- Assignment -
The full listing is to be written out again, unchanged.

━━━

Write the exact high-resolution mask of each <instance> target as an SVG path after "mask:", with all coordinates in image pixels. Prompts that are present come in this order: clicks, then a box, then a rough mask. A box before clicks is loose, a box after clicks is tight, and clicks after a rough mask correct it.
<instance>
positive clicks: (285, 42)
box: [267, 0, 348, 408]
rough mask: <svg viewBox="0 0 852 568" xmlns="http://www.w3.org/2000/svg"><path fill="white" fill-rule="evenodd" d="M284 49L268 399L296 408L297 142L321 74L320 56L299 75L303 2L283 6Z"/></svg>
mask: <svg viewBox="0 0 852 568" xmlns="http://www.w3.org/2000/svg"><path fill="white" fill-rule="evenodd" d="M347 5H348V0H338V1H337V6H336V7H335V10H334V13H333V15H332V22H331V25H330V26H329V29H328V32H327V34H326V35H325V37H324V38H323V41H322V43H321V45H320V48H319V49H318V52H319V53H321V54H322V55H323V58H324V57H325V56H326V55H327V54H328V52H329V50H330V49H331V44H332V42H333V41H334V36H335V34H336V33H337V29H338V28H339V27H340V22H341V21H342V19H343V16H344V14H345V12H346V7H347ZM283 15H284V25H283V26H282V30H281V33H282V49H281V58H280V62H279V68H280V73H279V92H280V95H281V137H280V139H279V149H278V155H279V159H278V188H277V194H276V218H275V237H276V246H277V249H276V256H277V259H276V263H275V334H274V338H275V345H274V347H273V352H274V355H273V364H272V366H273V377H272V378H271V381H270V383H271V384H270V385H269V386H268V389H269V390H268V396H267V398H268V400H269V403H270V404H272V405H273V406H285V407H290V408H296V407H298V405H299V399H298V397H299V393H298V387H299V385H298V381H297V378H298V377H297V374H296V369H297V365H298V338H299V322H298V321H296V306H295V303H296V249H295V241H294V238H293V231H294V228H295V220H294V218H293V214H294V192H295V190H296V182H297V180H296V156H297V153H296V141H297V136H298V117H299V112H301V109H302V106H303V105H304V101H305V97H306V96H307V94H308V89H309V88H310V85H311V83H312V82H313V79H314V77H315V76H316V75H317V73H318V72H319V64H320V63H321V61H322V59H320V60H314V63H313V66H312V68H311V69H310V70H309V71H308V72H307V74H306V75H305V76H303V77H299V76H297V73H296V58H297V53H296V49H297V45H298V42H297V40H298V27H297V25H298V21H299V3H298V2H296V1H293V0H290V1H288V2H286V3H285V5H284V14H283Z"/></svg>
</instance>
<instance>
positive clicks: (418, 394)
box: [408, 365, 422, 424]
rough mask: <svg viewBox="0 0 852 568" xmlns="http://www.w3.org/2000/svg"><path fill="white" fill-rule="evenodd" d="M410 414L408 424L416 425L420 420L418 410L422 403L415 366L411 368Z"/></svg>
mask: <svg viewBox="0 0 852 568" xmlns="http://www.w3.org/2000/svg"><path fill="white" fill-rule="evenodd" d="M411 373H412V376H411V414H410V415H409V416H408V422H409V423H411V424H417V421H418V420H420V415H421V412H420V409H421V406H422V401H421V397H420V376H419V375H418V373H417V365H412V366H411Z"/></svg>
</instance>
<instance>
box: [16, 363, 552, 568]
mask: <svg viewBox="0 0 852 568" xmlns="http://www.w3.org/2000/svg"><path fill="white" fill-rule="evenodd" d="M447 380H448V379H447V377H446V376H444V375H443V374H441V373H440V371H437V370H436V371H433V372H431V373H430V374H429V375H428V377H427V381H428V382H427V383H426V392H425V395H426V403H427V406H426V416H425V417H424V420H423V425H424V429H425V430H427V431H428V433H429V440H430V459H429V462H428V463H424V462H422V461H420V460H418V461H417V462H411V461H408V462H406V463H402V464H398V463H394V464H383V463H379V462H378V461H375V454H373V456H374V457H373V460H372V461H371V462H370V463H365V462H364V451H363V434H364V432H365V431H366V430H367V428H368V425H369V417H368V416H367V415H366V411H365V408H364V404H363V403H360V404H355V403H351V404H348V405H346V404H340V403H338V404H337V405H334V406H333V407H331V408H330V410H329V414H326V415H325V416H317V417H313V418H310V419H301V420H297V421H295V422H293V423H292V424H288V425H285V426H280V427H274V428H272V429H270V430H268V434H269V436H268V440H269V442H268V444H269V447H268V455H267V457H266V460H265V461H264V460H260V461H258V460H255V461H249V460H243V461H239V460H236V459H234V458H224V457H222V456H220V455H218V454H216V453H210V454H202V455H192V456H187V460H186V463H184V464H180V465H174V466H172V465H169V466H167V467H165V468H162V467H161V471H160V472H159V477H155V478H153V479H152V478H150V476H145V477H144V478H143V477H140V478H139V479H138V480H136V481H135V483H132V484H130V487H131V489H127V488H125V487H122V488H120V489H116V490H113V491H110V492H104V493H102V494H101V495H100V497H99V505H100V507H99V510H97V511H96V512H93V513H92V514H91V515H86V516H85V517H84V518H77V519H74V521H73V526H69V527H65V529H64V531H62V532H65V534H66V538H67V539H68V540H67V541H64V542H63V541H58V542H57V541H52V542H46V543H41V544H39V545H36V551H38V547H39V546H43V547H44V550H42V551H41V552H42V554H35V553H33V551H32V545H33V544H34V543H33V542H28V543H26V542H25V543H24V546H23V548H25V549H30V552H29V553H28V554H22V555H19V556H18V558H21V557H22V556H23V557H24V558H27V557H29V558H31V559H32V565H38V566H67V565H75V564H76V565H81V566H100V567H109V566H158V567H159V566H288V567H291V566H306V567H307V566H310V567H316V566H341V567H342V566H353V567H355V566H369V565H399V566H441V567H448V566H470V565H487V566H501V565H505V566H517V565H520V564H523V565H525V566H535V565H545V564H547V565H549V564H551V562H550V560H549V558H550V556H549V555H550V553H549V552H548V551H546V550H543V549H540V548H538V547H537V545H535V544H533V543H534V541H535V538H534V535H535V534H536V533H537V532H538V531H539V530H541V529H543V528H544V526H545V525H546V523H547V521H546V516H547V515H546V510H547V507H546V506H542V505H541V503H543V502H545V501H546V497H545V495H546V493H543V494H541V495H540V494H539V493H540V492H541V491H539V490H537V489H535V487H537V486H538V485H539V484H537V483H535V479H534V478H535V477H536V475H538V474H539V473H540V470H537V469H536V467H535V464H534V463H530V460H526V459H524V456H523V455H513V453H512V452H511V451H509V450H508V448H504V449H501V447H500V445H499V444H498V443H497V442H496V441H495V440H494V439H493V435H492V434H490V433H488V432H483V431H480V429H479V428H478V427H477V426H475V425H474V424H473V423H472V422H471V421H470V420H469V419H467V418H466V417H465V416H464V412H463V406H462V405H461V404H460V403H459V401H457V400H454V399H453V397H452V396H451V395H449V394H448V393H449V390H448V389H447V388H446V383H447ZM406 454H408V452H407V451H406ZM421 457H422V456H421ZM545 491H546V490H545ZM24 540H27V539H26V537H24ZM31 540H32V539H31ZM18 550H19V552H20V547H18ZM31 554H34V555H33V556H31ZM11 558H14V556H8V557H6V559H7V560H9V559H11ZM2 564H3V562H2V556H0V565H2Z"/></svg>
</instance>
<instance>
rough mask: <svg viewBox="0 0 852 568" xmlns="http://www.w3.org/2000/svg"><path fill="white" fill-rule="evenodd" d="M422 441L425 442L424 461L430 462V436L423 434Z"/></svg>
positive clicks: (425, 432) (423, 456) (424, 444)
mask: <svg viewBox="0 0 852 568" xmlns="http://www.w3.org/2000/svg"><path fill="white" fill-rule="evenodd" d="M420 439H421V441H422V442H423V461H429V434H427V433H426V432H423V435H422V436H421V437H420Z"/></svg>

━━━

- Answer for this exercise -
Write the exact high-resolution mask of each <instance> target as an SVG path after "mask:", with all coordinates in image pixels. Prompts that are present come in this order: clicks, then a box, then a rough mask. A box before clicks is loose, a box after clicks is tight, and clicks after a rough mask correct it.
<instance>
positive clicks: (285, 42)
box: [267, 0, 348, 408]
rough mask: <svg viewBox="0 0 852 568" xmlns="http://www.w3.org/2000/svg"><path fill="white" fill-rule="evenodd" d="M284 49L268 399L296 408L297 142L321 74L320 56L299 75L303 2L283 6Z"/></svg>
mask: <svg viewBox="0 0 852 568" xmlns="http://www.w3.org/2000/svg"><path fill="white" fill-rule="evenodd" d="M347 5H348V0H338V1H337V6H336V7H335V10H334V13H333V15H332V22H331V25H330V26H329V29H328V32H327V34H326V35H325V37H324V38H323V41H322V43H321V45H320V48H319V49H318V52H319V53H321V54H322V55H323V58H324V57H325V56H326V55H327V54H328V52H329V50H330V49H331V44H332V42H333V41H334V36H335V34H336V33H337V29H338V28H339V27H340V22H341V21H342V19H343V16H344V14H345V12H346V7H347ZM283 15H284V25H283V26H282V30H281V33H282V49H281V58H280V62H279V68H280V73H279V92H280V95H281V137H280V139H279V149H278V155H279V159H278V188H277V194H276V218H275V237H276V246H277V249H276V256H277V259H276V263H275V334H274V338H275V345H274V347H273V352H274V355H273V364H272V366H273V377H272V378H271V381H270V383H271V384H270V385H269V386H268V389H269V390H268V396H267V398H268V400H269V403H270V404H272V405H273V406H285V407H290V408H296V407H298V405H299V399H298V397H299V393H298V387H299V385H298V381H297V378H298V377H297V374H296V369H297V365H298V338H299V322H298V321H296V306H295V303H296V249H295V241H294V238H293V231H294V228H295V220H294V218H293V214H294V192H295V190H296V182H297V180H296V156H297V153H296V141H297V136H298V117H299V112H301V109H302V106H303V105H304V101H305V97H306V96H307V94H308V89H309V88H310V85H311V83H312V82H313V79H314V77H315V76H316V75H317V73H318V72H319V64H320V63H321V61H322V59H320V60H314V63H313V66H312V68H311V69H310V70H309V71H308V72H307V74H306V75H305V76H303V77H299V76H297V73H296V58H297V53H296V49H297V45H298V42H297V40H298V27H297V25H298V21H299V3H298V2H296V1H293V0H290V1H288V2H286V3H285V5H284V14H283Z"/></svg>
</instance>
<instance>
positive clicks: (418, 394)
box: [408, 365, 422, 424]
rough mask: <svg viewBox="0 0 852 568" xmlns="http://www.w3.org/2000/svg"><path fill="white" fill-rule="evenodd" d="M410 414L408 424L416 425L420 420L418 410L422 403L415 366L411 368Z"/></svg>
mask: <svg viewBox="0 0 852 568" xmlns="http://www.w3.org/2000/svg"><path fill="white" fill-rule="evenodd" d="M411 373H412V376H411V414H410V415H409V416H408V422H409V423H411V424H417V421H418V420H420V415H421V412H420V409H421V406H422V401H421V397H420V376H419V375H418V373H417V365H412V366H411Z"/></svg>
</instance>
<instance>
box: [16, 363, 552, 568]
mask: <svg viewBox="0 0 852 568" xmlns="http://www.w3.org/2000/svg"><path fill="white" fill-rule="evenodd" d="M447 380H448V379H447V377H446V376H444V375H443V374H441V373H440V371H437V370H436V371H433V372H431V373H430V374H429V375H428V377H427V381H428V382H427V383H426V392H425V395H426V403H427V406H426V416H425V417H424V420H423V425H424V429H425V430H427V431H428V433H429V440H430V459H429V462H428V463H424V462H422V461H420V460H418V461H417V462H411V461H408V462H406V463H402V464H398V463H394V464H383V463H379V462H378V461H375V454H373V456H374V457H373V460H372V461H371V462H370V463H365V462H364V451H363V434H364V432H365V431H366V430H367V428H368V425H369V417H368V416H367V415H366V411H365V408H364V404H363V403H360V404H355V403H351V404H348V405H346V404H340V403H338V404H337V405H334V406H333V407H331V408H330V410H329V414H326V415H325V416H317V417H313V418H310V419H301V420H297V421H295V422H293V423H292V424H288V425H285V426H280V427H274V428H272V429H270V430H268V434H269V436H268V440H269V442H268V444H269V447H268V455H267V457H266V460H265V461H264V460H260V461H258V460H255V461H249V460H243V461H239V460H236V459H234V458H224V457H222V456H220V455H218V454H216V453H210V454H202V455H192V456H187V460H186V463H184V464H180V465H174V466H172V465H169V466H167V467H165V468H162V467H161V471H160V472H159V477H155V478H153V479H152V478H150V476H145V477H144V478H143V477H140V478H139V479H138V480H136V481H135V483H132V484H130V487H131V489H127V488H125V487H122V488H120V489H116V490H113V491H110V492H104V493H102V494H101V495H100V497H99V505H100V507H99V510H97V511H96V512H93V513H92V514H91V515H86V516H85V517H84V518H77V519H74V521H73V526H69V527H65V529H64V531H62V532H65V534H66V538H67V539H68V540H67V541H64V542H63V541H58V542H57V541H52V542H46V543H41V544H39V545H36V551H38V547H39V546H43V547H44V550H42V551H41V552H42V554H35V553H33V551H32V545H33V544H34V543H33V542H28V543H26V542H25V543H24V546H23V548H25V549H30V552H29V553H28V554H22V555H19V556H18V558H21V557H22V556H23V557H24V558H27V557H29V558H31V559H32V565H38V566H67V565H75V564H76V565H81V566H100V567H109V566H158V567H159V566H288V567H291V566H306V567H307V566H310V567H316V566H341V567H342V566H353V567H355V566H369V565H399V566H441V567H448V566H470V565H487V566H501V565H505V566H517V565H520V564H523V565H525V566H535V565H545V564H547V565H549V564H551V562H550V560H549V558H550V556H549V555H550V553H549V552H548V551H546V550H543V549H540V548H538V547H537V545H535V544H533V543H534V541H535V538H534V535H535V534H536V533H537V532H538V531H539V530H541V529H543V528H544V526H545V525H546V523H547V521H546V516H547V515H546V510H547V507H546V506H542V505H541V503H543V502H545V501H546V497H545V495H546V493H543V494H541V495H540V494H539V493H540V492H541V491H539V490H537V489H535V487H537V486H538V485H539V484H537V483H535V479H534V478H535V477H536V475H538V474H539V473H540V470H537V469H536V467H535V464H534V463H530V460H526V459H524V456H523V455H513V453H512V452H511V451H509V450H508V448H504V449H501V447H500V445H499V444H498V443H497V442H496V441H495V440H494V439H493V435H492V434H490V433H488V432H483V431H480V429H479V428H478V427H477V426H475V425H474V424H473V423H472V422H471V421H470V420H469V419H467V418H466V417H465V416H464V412H463V406H462V405H461V404H460V403H459V401H457V400H454V399H453V397H452V396H451V395H449V394H448V393H449V390H448V389H447V388H446V383H447ZM406 454H408V452H407V451H406ZM421 457H422V456H421ZM545 491H546V490H545ZM24 540H27V539H26V537H24ZM31 540H32V539H31ZM18 550H19V552H20V547H18ZM31 554H34V555H33V556H31ZM11 558H14V556H8V557H6V559H7V560H9V559H11ZM2 564H3V562H2V556H0V565H2Z"/></svg>
</instance>
<instance>
rough mask: <svg viewBox="0 0 852 568" xmlns="http://www.w3.org/2000/svg"><path fill="white" fill-rule="evenodd" d="M422 441L425 442L424 461L430 462V436L423 434Z"/></svg>
positive clicks: (425, 432) (423, 456) (424, 444)
mask: <svg viewBox="0 0 852 568" xmlns="http://www.w3.org/2000/svg"><path fill="white" fill-rule="evenodd" d="M420 439H421V441H422V442H423V461H429V434H427V433H426V432H423V435H422V436H421V437H420Z"/></svg>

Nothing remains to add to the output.